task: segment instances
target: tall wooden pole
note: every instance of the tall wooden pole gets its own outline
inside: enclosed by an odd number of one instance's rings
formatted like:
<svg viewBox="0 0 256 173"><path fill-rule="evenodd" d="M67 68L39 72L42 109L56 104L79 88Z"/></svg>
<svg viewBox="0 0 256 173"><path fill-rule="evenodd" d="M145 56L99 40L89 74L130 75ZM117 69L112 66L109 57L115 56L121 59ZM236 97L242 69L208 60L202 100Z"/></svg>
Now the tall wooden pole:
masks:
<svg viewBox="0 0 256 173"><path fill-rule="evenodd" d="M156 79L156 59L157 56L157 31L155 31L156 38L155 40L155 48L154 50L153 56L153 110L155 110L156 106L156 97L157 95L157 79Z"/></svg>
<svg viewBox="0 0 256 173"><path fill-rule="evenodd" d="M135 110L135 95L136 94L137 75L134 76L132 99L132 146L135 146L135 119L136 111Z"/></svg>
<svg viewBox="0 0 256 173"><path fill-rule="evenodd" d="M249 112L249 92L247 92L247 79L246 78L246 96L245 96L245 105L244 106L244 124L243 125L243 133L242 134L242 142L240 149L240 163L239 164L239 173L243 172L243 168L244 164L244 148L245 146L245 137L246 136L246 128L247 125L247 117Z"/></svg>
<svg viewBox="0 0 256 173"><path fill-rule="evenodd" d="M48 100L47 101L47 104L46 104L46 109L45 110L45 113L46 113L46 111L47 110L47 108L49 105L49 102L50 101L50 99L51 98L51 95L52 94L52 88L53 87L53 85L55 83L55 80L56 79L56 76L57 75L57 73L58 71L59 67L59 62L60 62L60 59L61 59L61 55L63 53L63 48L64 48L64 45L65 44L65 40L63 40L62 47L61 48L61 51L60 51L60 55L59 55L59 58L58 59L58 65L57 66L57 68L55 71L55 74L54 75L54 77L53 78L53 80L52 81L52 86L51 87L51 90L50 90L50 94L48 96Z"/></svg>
****
■ **Requirement**
Reproduce the data above word for word, from its first line up to and including the line that contains "112L249 92L247 92L247".

■ **Task output**
task: segment instances
target: tall wooden pole
note: every instance of the tall wooden pole gets its own outline
inside: enclosed by an odd number of one instance's rings
formatted like:
<svg viewBox="0 0 256 173"><path fill-rule="evenodd" d="M67 68L39 72L42 109L56 104L79 88Z"/></svg>
<svg viewBox="0 0 256 173"><path fill-rule="evenodd" d="M145 56L99 40L89 74L130 75ZM117 69L112 66L109 57L115 56L121 59ZM236 97L242 69L208 60L202 100Z"/></svg>
Now the tall wooden pole:
masks:
<svg viewBox="0 0 256 173"><path fill-rule="evenodd" d="M156 79L156 59L157 56L157 31L155 31L156 38L155 40L155 48L154 50L153 56L153 110L155 110L156 106L156 97L157 95L157 79Z"/></svg>
<svg viewBox="0 0 256 173"><path fill-rule="evenodd" d="M135 110L135 95L136 94L137 75L134 76L132 99L132 146L135 146L135 119L136 111Z"/></svg>
<svg viewBox="0 0 256 173"><path fill-rule="evenodd" d="M249 112L249 92L247 92L247 79L246 78L246 96L245 96L245 105L244 106L244 124L243 125L243 133L242 134L242 142L240 149L240 163L239 164L239 173L243 172L243 168L244 164L244 148L245 146L245 137L246 136L246 128L247 125L247 117Z"/></svg>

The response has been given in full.